Plying the twisty, historic byways of Perugia

At the time of the evening passegiatta, small-town Italy's customary round of shopping, ambling, ogling, and socializing, the traffic noise on the Corso Vanucci, Perugia's main street, is the sound of human conversation. You hear it from all the crooked side streets of this medieval Italian town, a rushing, gabbling, festive noise, as if a dinner party were going on around the corner. A brook of words, that suddenly laps around you as you turn onto the coursing Corso.

It seems only fitting that this place is home to the University for Foreigners, which promises to teach a student to speak Italian in three months. Students from there and from the University of Perugia make up a large part of this conversing crowd. In their baggy mohair sweaters, jeans, loafers, and scuffed pixie boots, they make this one of the livelier hill towns in Umbria. Other, smaller, towns like Assisi, Spoleto, Todi, and Orvietto have a kind of ancient quiet about them, as if they had been standing still since the Middle Ages. Perugia doesn't seem any younger; it just seems to have kept chatting since then.

Perugia is one place where, in the 20th century, the conversation has taken a turn for the better. Starting as an Etruscan stronghold around the 6th century BC, it became a Roman city-state during the Roman Empire, fought bitterly with neighboring Assisi, and then with the Pope. Intrigues flourished, and the winding stone lanes that climb among Perugia's medieval houses, turning jagged corners, were probably assassin hideouts. Now, they are just picturesque. The present Perugia is a gentle city, and if you hike these gothic walkways by night , you have to cast your mind back 400 years or so to get really scared.

It is also a cultivated city. Amici della Musica (friends of music), a local group, puts on 63 concerts a year. In October, I heard an exquisite concert of Mozart and Vivaldi by ''I Musici,'' an internationally celebrated chamber music group. In July, Perugia is the center of the ''Jazz/Umbria'' festival, and there's a ''Sacra Musica'' festival in the fall.

There are five chamber music groups in town. That's enough musicians to make a symphony orchestra, but ''each (chamber orchestra) has one little guy who wants to be the boss,'' according to Franco Buitoni, managing director of Perugina Spa. of Italy, part of Industrie Buitoni Perugina, the international family-owned pasta and chocolate business based here. The company, long viewed as one of the town's benefactors (''whenever anybody needs sponsorship, that's where they come,'' he said) has now decided to concentrate on funding the arts in Perugia.

Mr. Buitoni, who had returned from living in England for ten years, went on to say that the ferocious independence of chamber orchestra leaders is typical of the Italian character. ''My friend Johnny Apple of the New York Times says this country, not England, is the only country where you really find eccentrics. Here they're the rule.''

Italian businessmen, he says, are not unlike chamber orchestra directors. The degree of initiative and imagination in Italy is hard to find in England, he said, but cooperation is lacking in Italy. Mr. Buitoni finds his countrymen fascinating, but intractable.''We're so successful in building up small businesses, but at the bigger stage, when everyone has to sacrifice something, there's a difficulty.''

The Etruscans, a pre-Roman tribe, fought the Umbrians in prehistory, but people from Etruscan Perugia still won't buy bread from the bakery on the other side of the Tiber River, because it's in Umbrian territory. Mr. Buitoni, an international businessman, says, laughingly, that he himself never buys Umbrian bread.

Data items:
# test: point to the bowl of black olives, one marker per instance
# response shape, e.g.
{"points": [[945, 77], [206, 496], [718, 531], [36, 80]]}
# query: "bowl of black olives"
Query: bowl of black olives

TO BE DONE:
A. Answer these questions from the Perugia article:
(i) How many concerts a year does Amici della Musica put on?
(ii) How many chamber music groups are there in town?
(iii) In how many months does the University for Foreigners promise to teach a student to speak Italian?
B. Copy the passage of the Perugia article between "Perugia is one" and "get really scared.", inclusive.

WRITTEN RESPONSES:
A.
(i) 63
(ii) Five
(iii) Three months

B.
Perugia is one place where, in the 20th century, the conversation has taken a turn for the better. Starting as an Etruscan stronghold around the 6th century BC, it became a Roman city-state during the Roman Empire, fought bitterly with neighboring Assisi, and then with the Pope. Intrigues flourished, and the winding stone lanes that climb among Perugia's medieval houses, turning jagged corners, were probably assassin hideouts. Now, they are just picturesque. The present Perugia is a gentle city, and if you hike these gothic walkways by night , you have to cast your mind back 400 years or so to get really scared.